__Reading text__.
○ ○ ○ ○ ○ ○ ○

PETERS: Darkness at Chancellorsville (2019)

Darkness at Chancellorsville: A Novel of Stonewall Jackson’s Triumph and Tragedy by Ralph Peters. Forge Books, 2019. Cloth, ISBN: 978-0765381736. $29.99.

A favorite blood sport of the Civil War community is to pick apart the historical accuracy of novels and movies. I’m going to avoid that with Ralph Peter’s new novel Darkness at Chancellorsville for two reasons. First, the inaccuracies are few and minor, and a couple might be the result of honest differences in historical interpretation. Second, they do nothing to interfere with the fine story Peters tells.

In fact, I really have only two criticisms of the novel, and the first is probably something most readers won’t even mind.

○ ○ ○ ○ ○ ○ ○

__Work to do__.
- a) Decide whether each statement agrees with the review, answering yes or no and quoting the words of the review that settle it: (i) The reviewer calls the novel's inaccuracies few and minor. (ii) The reviewer raises three criticisms of the novel. (iii) Forge Books published the novel in 2019.
- b) Repeat word for word the stretch of the review from "A favorite blood" through "won’t even mind.".

__Supplied data__.

○ ○ ○ ○ ○ ○ ○

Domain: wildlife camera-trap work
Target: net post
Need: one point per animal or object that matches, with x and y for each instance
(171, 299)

○ ○ ○ ○ ○ ○ ○

__Task answers__.
- a)
(i) Yes: "the inaccuracies are few and minor"
(ii) No: "I really have only two criticisms of the novel"
(iii) Yes: "Forge Books, 2019."

- b)
A favorite blood sport of the Civil War community is to pick apart the historical accuracy of novels and movies. I’m going to avoid that with Ralph Peter’s new novel Darkness at Chancellorsville for two reasons. First, the inaccuracies are few and minor, and a couple might be the result of honest differences in historical interpretation. Second, they do nothing to interfere with the fine story Peters tells.

In fact, I really have only two criticisms of the novel, and the first is probably something most readers won’t even mind.